* BEGIN SUPPLIED RECORDS *

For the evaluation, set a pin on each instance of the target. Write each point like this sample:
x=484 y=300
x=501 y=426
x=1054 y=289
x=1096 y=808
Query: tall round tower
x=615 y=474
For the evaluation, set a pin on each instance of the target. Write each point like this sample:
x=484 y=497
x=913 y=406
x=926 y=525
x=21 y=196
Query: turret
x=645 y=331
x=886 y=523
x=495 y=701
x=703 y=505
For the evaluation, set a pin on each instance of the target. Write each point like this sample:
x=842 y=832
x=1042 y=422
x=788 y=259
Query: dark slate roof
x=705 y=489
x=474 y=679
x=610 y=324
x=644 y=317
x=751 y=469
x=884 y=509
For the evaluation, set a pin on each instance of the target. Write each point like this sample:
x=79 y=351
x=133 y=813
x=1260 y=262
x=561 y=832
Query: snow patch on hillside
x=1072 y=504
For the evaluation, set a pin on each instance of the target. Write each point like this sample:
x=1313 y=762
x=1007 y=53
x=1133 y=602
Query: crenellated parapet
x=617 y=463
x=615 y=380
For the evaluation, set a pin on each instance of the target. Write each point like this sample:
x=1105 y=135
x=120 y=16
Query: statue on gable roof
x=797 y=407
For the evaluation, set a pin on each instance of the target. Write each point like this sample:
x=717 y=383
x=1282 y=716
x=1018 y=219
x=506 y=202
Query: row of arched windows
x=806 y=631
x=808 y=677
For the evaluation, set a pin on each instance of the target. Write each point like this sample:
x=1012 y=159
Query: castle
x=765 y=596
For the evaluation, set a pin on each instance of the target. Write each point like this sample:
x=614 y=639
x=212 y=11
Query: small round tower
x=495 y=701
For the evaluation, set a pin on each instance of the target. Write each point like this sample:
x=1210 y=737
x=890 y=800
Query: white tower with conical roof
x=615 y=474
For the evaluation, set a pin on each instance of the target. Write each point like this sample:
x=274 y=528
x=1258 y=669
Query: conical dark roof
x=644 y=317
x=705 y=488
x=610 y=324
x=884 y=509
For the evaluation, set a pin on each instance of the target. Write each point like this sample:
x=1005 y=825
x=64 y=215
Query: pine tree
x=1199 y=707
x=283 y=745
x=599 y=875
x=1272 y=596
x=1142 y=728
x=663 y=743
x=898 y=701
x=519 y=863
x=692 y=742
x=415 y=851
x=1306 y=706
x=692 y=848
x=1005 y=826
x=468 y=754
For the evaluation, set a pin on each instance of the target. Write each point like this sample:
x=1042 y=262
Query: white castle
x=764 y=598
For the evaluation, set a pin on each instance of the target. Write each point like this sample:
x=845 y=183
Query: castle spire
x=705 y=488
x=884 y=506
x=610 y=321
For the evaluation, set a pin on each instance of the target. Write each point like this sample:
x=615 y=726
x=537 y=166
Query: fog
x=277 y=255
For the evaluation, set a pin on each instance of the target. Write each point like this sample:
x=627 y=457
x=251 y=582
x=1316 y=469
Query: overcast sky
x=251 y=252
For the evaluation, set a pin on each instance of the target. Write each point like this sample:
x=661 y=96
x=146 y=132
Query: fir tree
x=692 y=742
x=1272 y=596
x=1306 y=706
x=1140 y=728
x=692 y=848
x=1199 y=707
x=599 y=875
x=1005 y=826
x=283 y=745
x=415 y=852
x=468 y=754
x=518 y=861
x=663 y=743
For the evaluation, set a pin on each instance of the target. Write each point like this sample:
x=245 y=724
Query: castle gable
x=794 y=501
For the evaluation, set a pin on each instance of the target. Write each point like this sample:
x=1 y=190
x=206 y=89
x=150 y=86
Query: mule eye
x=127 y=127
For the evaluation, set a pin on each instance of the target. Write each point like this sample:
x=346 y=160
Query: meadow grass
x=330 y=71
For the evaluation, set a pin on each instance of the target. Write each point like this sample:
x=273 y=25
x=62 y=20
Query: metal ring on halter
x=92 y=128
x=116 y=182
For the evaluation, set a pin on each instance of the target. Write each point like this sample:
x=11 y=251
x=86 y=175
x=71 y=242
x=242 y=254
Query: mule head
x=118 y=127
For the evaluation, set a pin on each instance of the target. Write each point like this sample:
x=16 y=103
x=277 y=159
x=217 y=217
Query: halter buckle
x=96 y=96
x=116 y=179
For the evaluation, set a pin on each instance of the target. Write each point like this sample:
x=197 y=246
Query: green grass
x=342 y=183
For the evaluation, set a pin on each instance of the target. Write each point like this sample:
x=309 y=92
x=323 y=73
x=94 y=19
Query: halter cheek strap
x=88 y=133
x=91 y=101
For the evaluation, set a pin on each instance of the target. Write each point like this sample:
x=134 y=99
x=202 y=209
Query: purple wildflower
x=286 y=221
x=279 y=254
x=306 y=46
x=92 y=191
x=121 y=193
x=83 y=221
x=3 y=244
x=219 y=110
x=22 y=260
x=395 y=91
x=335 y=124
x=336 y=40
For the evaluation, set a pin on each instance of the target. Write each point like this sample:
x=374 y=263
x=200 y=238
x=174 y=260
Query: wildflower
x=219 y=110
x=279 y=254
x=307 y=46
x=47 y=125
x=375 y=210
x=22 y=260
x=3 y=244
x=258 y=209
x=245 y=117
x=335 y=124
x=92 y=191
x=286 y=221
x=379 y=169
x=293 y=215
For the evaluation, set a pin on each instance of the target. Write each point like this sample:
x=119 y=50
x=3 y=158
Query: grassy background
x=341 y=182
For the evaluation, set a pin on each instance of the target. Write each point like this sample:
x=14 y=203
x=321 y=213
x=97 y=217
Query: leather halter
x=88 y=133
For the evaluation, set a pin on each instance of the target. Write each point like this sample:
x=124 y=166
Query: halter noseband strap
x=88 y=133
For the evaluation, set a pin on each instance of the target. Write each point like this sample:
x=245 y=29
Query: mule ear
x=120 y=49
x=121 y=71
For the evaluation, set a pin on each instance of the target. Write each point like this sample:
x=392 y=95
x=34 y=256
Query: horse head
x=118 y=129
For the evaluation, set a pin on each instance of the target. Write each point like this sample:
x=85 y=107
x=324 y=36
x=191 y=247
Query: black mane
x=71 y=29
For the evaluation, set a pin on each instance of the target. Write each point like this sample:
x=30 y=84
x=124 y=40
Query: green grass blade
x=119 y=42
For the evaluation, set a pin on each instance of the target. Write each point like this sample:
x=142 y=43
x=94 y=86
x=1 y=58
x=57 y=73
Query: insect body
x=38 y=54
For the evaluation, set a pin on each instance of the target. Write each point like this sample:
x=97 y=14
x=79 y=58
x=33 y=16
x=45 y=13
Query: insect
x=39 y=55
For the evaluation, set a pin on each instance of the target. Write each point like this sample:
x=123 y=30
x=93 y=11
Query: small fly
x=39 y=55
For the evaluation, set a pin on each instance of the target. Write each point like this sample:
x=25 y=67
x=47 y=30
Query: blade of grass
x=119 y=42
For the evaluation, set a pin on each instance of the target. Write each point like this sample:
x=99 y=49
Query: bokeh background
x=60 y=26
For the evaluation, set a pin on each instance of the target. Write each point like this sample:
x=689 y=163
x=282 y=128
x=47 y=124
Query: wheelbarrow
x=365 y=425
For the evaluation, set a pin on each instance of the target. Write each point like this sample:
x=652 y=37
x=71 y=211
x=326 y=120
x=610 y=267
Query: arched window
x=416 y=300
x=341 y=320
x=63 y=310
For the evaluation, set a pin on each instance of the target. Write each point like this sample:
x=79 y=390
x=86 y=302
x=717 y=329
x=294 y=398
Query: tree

* END SUPPLIED RECORDS *

| THE EXERCISE |
From the records above, please extract every line and repeat it exactly.

| TASK OUTPUT |
For the evaluation, set a pin on each instance of the target. Write each point like this sample:
x=484 y=300
x=501 y=426
x=1054 y=289
x=1096 y=808
Query: tall round tower
x=615 y=474
For the evaluation, set a pin on each instance of the target. Write each point like this sample:
x=484 y=497
x=913 y=406
x=926 y=525
x=21 y=196
Query: turret
x=645 y=331
x=886 y=523
x=495 y=701
x=703 y=505
For the evaluation, set a pin on each instance of the target. Write each point like this sample:
x=842 y=832
x=1042 y=422
x=788 y=259
Query: dark slate roof
x=705 y=489
x=474 y=679
x=610 y=324
x=644 y=317
x=751 y=469
x=884 y=509
For the evaluation, set a pin on each instance of the target. Write each point like this sample:
x=79 y=351
x=133 y=813
x=1260 y=262
x=561 y=832
Query: snow patch on hillside
x=1072 y=504
For the evaluation, set a pin on each instance of the target. Write each point like this sample:
x=1313 y=762
x=1007 y=53
x=1133 y=602
Query: crenellated parapet
x=617 y=463
x=615 y=380
For the evaluation, set a pin on each instance of the target. Write each point like this sample:
x=1105 y=135
x=120 y=16
Query: statue on gable roof
x=797 y=407
For the evaluation, set a pin on each instance of the target. Write each point like this sample:
x=717 y=383
x=1282 y=716
x=1018 y=219
x=506 y=202
Query: row of arched windows
x=806 y=631
x=808 y=677
For the evaluation, set a pin on each instance of the target. Write each point like this sample:
x=1012 y=159
Query: castle
x=765 y=596
For the evaluation, set a pin on each instance of the target. Write each point like this sample:
x=614 y=639
x=212 y=11
Query: small round tower
x=495 y=701
For the evaluation, set a pin on each instance of the target. Write each point like this sample:
x=1210 y=737
x=890 y=800
Query: white tower with conical roof
x=615 y=474
For the evaluation, set a pin on each instance of the target. Write each point like this sample:
x=274 y=528
x=1258 y=669
Query: conical dark roof
x=644 y=317
x=705 y=488
x=610 y=324
x=884 y=509
For the evaluation, set a pin on each instance of the target. Write each point like this sample:
x=1005 y=825
x=64 y=215
Query: pine tree
x=1199 y=707
x=283 y=745
x=599 y=875
x=1272 y=596
x=1142 y=728
x=663 y=743
x=898 y=701
x=519 y=863
x=692 y=742
x=415 y=851
x=1306 y=706
x=692 y=848
x=1005 y=826
x=468 y=754
For the evaluation, set a pin on each instance of the target. Write each point like this sample:
x=1042 y=262
Query: white castle
x=764 y=598
For the evaluation, set a pin on each instance of the target. Write each point like this sample:
x=845 y=183
Query: castle spire
x=705 y=488
x=884 y=506
x=610 y=321
For the evaluation, set a pin on each instance of the target. Write each point like this sample:
x=615 y=726
x=537 y=166
Query: fog
x=277 y=255
For the evaluation, set a pin on each instance of the target. Write each point like this sample:
x=627 y=457
x=251 y=582
x=1316 y=469
Query: overcast sky
x=251 y=252
For the evaluation, set a pin on each instance of the target. Write each point like this sample:
x=661 y=96
x=146 y=132
Query: fir tree
x=692 y=742
x=1272 y=596
x=1306 y=706
x=1140 y=728
x=692 y=848
x=1199 y=707
x=599 y=875
x=1005 y=826
x=283 y=745
x=415 y=852
x=468 y=754
x=518 y=861
x=663 y=743
For the evaluation, set a pin on each instance of the target. Write each point like this sample:
x=245 y=724
Query: castle gable
x=794 y=501
For the evaluation, set a pin on each instance of the target. Write each point like this sample:
x=1 y=190
x=206 y=89
x=150 y=86
Query: mule eye
x=127 y=127
For the evaluation, set a pin on each instance of the target. Write each point like this sample:
x=346 y=160
Query: meadow grass
x=330 y=71
For the evaluation, set a pin on each instance of the target. Write each point like this sample:
x=273 y=25
x=62 y=20
Query: metal ring on halter
x=92 y=128
x=116 y=182
For the evaluation, set a pin on each instance of the target. Write each point like this sample:
x=11 y=251
x=86 y=175
x=71 y=242
x=242 y=254
Query: mule head
x=118 y=127
For the evaluation, set a pin on each instance of the target. Write each point like this sample:
x=16 y=103
x=277 y=159
x=217 y=217
Query: halter buckle
x=96 y=96
x=116 y=179
For the evaluation, set a pin on each instance of the target. Write each point like this sample:
x=197 y=246
Query: green grass
x=342 y=183
For the evaluation, set a pin on each instance of the target. Write each point like this sample:
x=309 y=92
x=323 y=73
x=94 y=19
Query: halter cheek strap
x=88 y=133
x=91 y=101
For the evaluation, set a pin on each instance of the target. Write each point like this sample:
x=134 y=99
x=202 y=209
Query: purple wildflower
x=286 y=221
x=279 y=254
x=306 y=46
x=92 y=191
x=121 y=193
x=83 y=221
x=3 y=244
x=219 y=110
x=22 y=260
x=395 y=91
x=335 y=124
x=336 y=40
For the evaluation, set a pin on each instance of the target. Write each point like this sample:
x=374 y=263
x=200 y=238
x=174 y=260
Query: wildflower
x=219 y=110
x=279 y=254
x=307 y=46
x=47 y=125
x=375 y=210
x=22 y=260
x=3 y=244
x=258 y=209
x=245 y=117
x=335 y=124
x=92 y=191
x=286 y=221
x=379 y=169
x=293 y=215
For the evaluation, set a pin on each instance of the target. Write each point like this sample:
x=119 y=50
x=3 y=158
Query: grassy background
x=341 y=182
For the evaluation, set a pin on each instance of the target. Write each point like this sample:
x=14 y=203
x=321 y=213
x=97 y=217
Query: leather halter
x=88 y=133
For the evaluation, set a pin on each instance of the target. Write each point like this sample:
x=124 y=166
Query: halter noseband strap
x=88 y=133
For the evaluation, set a pin on each instance of the target. Write each point like this sample:
x=245 y=29
Query: mule ear
x=120 y=49
x=121 y=71
For the evaluation, set a pin on each instance of the target. Write each point like this sample:
x=392 y=95
x=34 y=256
Query: horse head
x=118 y=129
For the evaluation, set a pin on each instance of the target. Write each point like this sample:
x=85 y=107
x=324 y=36
x=191 y=247
Query: black mane
x=71 y=29
For the evaluation, set a pin on each instance of the target. Write each point like this sample:
x=30 y=84
x=124 y=40
Query: green grass blade
x=119 y=42
For the evaluation, set a pin on each instance of the target. Write each point like this sample:
x=142 y=43
x=94 y=86
x=1 y=58
x=57 y=73
Query: insect body
x=38 y=54
For the evaluation, set a pin on each instance of the target. Write each point like this sample:
x=97 y=14
x=79 y=58
x=33 y=16
x=45 y=13
Query: insect
x=39 y=55
For the evaluation, set a pin on each instance of the target. Write each point like this sample:
x=123 y=30
x=93 y=11
Query: small fly
x=39 y=55
For the evaluation, set a pin on each instance of the target. Write each point like this sample:
x=25 y=67
x=47 y=30
Query: blade of grass
x=119 y=42
For the evaluation, set a pin on each instance of the target. Write each point like this sample:
x=99 y=49
Query: bokeh background
x=60 y=26
For the evaluation, set a pin on each instance of the target. Write each point like this sample:
x=689 y=163
x=282 y=128
x=47 y=124
Query: wheelbarrow
x=365 y=425
For the evaluation, set a pin on each instance of the target. Write each point like this sample:
x=652 y=37
x=71 y=211
x=326 y=120
x=610 y=267
Query: arched window
x=416 y=300
x=341 y=320
x=63 y=310
For the evaluation, set a pin on each instance of the target. Write each point like this sample:
x=79 y=390
x=86 y=302
x=717 y=329
x=294 y=398
Query: tree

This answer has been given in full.